# TASK BRIEF
Give back, exactly and with nothing added, the lines that run from the one containing "Expected output, for every instance of the cheering" to the final line below.

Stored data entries
--
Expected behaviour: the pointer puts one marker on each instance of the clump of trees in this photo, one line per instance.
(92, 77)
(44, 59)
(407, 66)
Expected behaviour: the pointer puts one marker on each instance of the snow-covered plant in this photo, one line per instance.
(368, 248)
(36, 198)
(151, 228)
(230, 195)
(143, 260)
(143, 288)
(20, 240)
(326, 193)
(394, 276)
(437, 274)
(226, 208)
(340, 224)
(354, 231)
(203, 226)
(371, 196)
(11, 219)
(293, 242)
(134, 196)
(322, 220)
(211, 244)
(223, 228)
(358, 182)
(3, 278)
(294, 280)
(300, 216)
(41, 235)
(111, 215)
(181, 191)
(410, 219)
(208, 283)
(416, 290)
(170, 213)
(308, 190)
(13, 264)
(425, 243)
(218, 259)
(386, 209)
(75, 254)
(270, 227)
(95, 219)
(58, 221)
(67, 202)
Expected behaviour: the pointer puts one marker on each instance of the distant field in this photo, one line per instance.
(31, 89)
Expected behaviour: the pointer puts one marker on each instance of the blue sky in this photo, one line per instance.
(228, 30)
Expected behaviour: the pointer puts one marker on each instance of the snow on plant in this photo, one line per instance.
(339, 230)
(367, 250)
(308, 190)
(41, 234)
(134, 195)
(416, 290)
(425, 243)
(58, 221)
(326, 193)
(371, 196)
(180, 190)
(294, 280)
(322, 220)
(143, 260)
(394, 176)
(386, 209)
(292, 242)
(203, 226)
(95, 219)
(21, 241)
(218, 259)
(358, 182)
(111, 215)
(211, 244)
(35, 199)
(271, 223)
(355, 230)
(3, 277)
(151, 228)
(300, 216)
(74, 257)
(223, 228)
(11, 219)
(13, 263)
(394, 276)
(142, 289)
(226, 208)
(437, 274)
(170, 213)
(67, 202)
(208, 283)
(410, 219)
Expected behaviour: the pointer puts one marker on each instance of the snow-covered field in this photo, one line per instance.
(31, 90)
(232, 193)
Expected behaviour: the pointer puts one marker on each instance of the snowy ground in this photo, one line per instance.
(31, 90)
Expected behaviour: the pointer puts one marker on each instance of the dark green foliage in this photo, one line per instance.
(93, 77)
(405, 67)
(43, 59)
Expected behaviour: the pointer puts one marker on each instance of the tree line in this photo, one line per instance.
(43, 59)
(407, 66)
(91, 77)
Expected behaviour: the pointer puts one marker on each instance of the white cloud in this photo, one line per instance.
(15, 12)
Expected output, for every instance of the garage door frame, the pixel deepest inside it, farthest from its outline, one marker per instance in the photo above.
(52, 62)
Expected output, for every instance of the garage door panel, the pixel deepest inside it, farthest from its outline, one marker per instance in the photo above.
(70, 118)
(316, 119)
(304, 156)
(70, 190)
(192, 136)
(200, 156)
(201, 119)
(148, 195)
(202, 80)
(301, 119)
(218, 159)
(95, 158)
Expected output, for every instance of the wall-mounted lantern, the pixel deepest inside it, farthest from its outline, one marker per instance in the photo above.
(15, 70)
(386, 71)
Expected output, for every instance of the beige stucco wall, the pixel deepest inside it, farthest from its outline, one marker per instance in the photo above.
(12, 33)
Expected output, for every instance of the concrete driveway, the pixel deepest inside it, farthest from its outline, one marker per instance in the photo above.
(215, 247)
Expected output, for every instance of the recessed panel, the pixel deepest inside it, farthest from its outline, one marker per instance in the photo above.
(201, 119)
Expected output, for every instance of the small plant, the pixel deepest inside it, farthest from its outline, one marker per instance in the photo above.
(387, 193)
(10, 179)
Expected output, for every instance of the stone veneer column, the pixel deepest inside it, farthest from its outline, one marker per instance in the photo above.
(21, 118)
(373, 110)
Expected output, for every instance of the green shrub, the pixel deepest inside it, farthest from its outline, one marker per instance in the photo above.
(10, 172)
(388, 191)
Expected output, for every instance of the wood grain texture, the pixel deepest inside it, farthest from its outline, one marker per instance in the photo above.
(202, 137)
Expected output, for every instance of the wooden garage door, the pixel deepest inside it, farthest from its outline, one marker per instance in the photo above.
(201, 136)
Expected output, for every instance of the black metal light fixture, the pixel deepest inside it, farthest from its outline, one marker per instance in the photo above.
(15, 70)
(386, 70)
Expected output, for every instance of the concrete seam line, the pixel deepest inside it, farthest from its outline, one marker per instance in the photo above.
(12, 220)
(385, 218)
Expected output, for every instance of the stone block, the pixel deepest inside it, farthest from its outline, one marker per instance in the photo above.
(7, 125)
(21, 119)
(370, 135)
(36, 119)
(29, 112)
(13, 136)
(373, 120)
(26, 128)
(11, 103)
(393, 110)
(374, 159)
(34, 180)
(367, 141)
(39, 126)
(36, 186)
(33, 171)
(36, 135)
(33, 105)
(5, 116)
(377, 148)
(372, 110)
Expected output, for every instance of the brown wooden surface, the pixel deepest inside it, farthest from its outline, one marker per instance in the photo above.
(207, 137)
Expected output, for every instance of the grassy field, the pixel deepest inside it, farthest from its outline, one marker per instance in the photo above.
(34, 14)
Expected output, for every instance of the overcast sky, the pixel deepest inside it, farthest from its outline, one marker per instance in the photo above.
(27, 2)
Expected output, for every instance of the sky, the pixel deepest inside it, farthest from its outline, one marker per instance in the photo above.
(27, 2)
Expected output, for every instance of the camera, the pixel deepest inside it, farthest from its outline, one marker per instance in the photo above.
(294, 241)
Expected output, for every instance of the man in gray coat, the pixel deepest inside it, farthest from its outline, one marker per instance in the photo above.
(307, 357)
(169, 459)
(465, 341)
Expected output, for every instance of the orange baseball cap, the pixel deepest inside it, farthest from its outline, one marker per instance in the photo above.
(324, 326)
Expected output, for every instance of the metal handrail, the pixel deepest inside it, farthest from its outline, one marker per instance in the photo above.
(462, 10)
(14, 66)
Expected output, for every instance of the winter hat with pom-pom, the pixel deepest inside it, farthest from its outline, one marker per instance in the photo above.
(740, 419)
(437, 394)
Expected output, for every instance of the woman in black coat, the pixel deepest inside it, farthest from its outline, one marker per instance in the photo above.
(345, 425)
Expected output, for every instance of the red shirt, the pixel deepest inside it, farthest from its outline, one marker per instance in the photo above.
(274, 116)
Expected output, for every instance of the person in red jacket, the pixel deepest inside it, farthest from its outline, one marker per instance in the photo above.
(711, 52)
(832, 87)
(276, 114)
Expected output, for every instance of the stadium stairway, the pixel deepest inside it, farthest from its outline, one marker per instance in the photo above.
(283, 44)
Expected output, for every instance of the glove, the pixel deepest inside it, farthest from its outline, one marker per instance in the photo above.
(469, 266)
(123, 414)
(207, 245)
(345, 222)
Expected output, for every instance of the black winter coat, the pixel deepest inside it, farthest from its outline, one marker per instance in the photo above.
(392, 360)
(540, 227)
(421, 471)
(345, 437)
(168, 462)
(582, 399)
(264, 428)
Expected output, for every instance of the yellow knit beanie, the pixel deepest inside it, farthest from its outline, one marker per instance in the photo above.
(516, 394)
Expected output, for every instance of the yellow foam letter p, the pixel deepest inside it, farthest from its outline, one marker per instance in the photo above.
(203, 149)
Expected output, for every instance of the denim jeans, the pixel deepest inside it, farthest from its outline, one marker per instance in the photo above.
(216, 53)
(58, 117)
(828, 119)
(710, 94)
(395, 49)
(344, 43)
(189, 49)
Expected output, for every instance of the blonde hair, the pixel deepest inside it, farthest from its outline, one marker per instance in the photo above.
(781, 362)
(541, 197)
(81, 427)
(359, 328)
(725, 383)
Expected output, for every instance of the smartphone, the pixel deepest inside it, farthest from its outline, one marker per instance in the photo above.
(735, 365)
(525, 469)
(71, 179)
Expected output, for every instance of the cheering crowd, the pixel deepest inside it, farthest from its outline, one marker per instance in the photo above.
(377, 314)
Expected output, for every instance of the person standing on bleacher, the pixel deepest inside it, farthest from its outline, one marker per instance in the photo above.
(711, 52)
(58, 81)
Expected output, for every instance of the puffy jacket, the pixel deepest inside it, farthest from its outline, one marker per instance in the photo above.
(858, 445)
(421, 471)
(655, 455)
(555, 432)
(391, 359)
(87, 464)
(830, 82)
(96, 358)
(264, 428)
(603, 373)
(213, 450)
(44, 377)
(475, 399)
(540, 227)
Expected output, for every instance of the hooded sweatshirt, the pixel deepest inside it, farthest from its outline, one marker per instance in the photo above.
--
# ANSWER FOR THIS EXERCISE
Expected output, for every instance of the cheering crowd, the pixel deepest inside it, farthest from its outline, one marker per instance in the photo above.
(377, 314)
Expected output, for every instance of the person standing on bleacher, the pixel deepest inside it, farthest from its outline, one marker per instance in the photo above.
(711, 52)
(58, 81)
Expected output, for every instance of the puffy jacket, the pixel deepest inside it, farthest from its outline, one marker per instance in the photo above.
(858, 445)
(421, 471)
(655, 455)
(555, 432)
(391, 359)
(87, 464)
(830, 82)
(96, 358)
(264, 428)
(603, 373)
(213, 450)
(44, 377)
(475, 399)
(540, 227)
Expected output, for every instance of the hooded sweatshirt, the pixel deepest inside it, farthest from its outline, one marker per instance in the photo above.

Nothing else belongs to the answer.